** Opening Records block **
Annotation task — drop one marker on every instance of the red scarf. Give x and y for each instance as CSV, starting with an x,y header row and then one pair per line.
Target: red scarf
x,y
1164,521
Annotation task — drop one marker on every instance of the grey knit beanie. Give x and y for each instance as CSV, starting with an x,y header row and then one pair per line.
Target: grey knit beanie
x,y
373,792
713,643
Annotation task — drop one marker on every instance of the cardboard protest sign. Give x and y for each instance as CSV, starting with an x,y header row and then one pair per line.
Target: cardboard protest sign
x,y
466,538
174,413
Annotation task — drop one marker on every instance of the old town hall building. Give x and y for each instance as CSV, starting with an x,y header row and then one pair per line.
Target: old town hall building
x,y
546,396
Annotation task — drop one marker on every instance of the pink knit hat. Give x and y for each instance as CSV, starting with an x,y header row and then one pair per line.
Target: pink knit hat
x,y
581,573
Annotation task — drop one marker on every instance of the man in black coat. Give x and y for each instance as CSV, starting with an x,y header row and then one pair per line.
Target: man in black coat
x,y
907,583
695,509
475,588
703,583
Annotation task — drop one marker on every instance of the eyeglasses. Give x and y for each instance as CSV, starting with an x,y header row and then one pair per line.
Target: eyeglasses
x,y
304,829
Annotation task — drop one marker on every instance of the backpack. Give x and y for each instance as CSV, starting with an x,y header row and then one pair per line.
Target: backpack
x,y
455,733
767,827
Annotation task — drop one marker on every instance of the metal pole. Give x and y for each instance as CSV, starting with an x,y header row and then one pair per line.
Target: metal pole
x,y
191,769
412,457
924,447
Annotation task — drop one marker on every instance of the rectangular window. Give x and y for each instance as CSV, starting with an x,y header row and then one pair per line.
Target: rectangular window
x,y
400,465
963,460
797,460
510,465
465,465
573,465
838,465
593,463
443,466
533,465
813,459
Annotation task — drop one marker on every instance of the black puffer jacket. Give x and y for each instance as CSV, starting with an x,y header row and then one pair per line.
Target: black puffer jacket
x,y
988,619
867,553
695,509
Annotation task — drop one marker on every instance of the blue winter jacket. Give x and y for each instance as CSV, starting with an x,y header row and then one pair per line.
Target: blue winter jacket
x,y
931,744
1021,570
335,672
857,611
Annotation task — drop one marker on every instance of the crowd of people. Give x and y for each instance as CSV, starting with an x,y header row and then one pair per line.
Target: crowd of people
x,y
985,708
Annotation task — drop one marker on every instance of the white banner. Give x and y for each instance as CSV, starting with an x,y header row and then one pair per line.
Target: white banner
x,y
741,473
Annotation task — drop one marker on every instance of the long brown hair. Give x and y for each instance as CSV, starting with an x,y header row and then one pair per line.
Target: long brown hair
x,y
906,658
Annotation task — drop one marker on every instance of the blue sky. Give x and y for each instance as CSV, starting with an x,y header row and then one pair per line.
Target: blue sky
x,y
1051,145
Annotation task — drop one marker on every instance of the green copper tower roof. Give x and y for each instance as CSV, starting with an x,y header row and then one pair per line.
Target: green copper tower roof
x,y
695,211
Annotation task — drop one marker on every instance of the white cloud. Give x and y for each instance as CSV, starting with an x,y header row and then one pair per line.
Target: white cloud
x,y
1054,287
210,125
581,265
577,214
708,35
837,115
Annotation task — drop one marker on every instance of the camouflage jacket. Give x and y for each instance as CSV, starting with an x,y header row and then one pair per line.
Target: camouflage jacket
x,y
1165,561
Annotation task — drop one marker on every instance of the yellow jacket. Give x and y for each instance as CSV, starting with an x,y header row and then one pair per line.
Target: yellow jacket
** Closing Records block **
Copy the lines above exactly, beginning at the line that has "Target: rectangular window" and stopping after the line that has "of the crowd", and omit the rest.

*Task output*
Target: rectangular window
x,y
400,465
963,460
797,460
510,465
465,465
573,465
838,465
593,463
443,466
533,465
813,459
Annotation task — drop one marker on every instance of the black puffer jacket. Give x and y for each instance as CSV, starting with an x,y header row and then one pair per line.
Target: black puffer jacket
x,y
988,619
867,553
695,509
Annotation task — drop one marker on every instance of the blue winter jacket. Give x and y for each instance as CSV, starting with an x,y header row and then one pair per line.
Target: blue winter jacket
x,y
931,744
1021,570
335,672
857,611
Annotation task — drop one marker on every instance of the crowd of people. Give x and y for each instance as CSV, starting with an x,y header row and then one pair per line.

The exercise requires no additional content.